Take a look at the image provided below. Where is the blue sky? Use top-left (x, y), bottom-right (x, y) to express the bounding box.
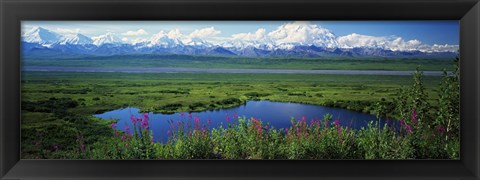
top-left (22, 21), bottom-right (459, 45)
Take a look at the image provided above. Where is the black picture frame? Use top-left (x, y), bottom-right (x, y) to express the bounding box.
top-left (0, 0), bottom-right (480, 180)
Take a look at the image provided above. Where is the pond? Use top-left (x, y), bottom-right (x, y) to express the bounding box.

□ □ □ □ □

* Stated exercise *
Copy the material above word for word, leaving out the pictures.

* Response to this exercise *
Take a look at the image provided below. Where is the blue sky? Use top-left (x, y), bottom-right (x, y) to express the bounding box.
top-left (22, 21), bottom-right (459, 45)
Take a look at the image provided above. Where is the black picture frame? Use top-left (x, y), bottom-right (x, y) to express the bounding box.
top-left (0, 0), bottom-right (480, 180)
Take a look at the image provided above. Where is the pond? Use top-left (x, y), bottom-right (x, y) to express the bounding box.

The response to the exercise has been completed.